> Text to read
━━━━

I'm not sure which choice is best for you, but I would recommend avoiding that last one... The "dreary job."

Life's too short to waste it on something you hate. Even if it pays good money.

I agree, but I will have to capitulate if this economy continues to stink.

If you go back to college, plan a degree that leads to certain employment.

Don't write a novel or a screenplay unless you plan to write ten successful ones. A single won't pay the bills.

Farming is exhausting, time-consuming work. If you do it on a reasonable scale, forget being with your kids.

Journalism means many hours for little pay and an uncertain future... not a career for parents.

Yes, start a business that makes money. Those are the best kind. Don't design an original product because if it's actually good, it will get copied in China and sold to consumers for half of your production cost.

Do work that takes place while the kids are at school. Be an awesome dad when they get home and through bedtime. Use the evening to plan tomorrow's awesome dad activities.

Don't sweat music, gymnastics and other lessons if you can't afford them. The best lessons in life are free.

Yeah, that about says it.

Brett says: "I just hope I make the right decision."

A lot of people will delay or avoid making a decision for fear that they might not make the right decision.

Think about how rare it is that people actually know ahead of time what the right decision actually is, until after they make the decision and commit to it for a while.

Also, don't count on only having one chance at making the right decision which puts a lot of pressure on you as well. You can change course in life a LOT of times.

So what's the best strategy? I'm not sure, but how about:

  • Don't overthink them. Make decisions quickly.

━━━━

> Data shown

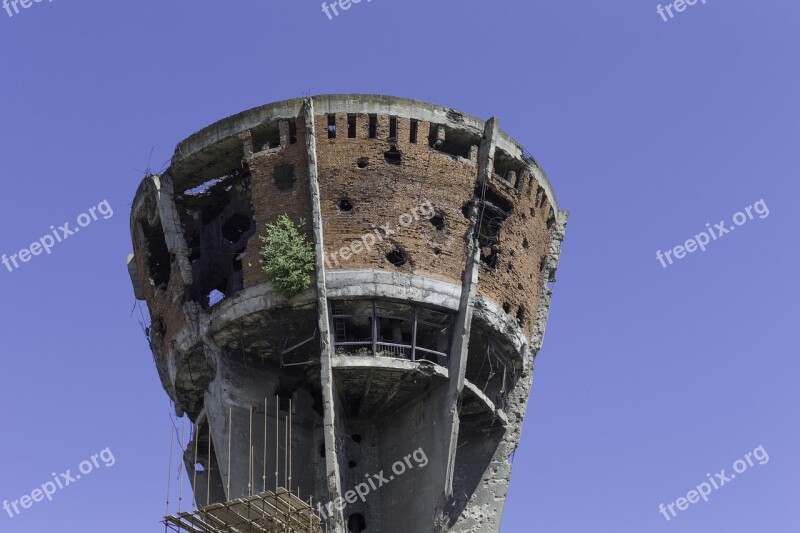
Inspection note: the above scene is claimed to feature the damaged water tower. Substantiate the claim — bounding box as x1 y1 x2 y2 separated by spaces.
128 94 567 533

━━━━

> Your objective
Can you rewrite the passage of career advice starting at "I'm not sure which" and ending at "with your kids.", changing "Farming" to "Ranching"?

> Task solution
I'm not sure which choice is best for you, but I would recommend avoiding that last one... The "dreary job."

Life's too short to waste it on something you hate. Even if it pays good money.

I agree, but I will have to capitulate if this economy continues to stink.

If you go back to college, plan a degree that leads to certain employment.

Don't write a novel or a screenplay unless you plan to write ten successful ones. A single won't pay the bills.

Ranching is exhausting, time-consuming work. If you do it on a reasonable scale, forget being with your kids.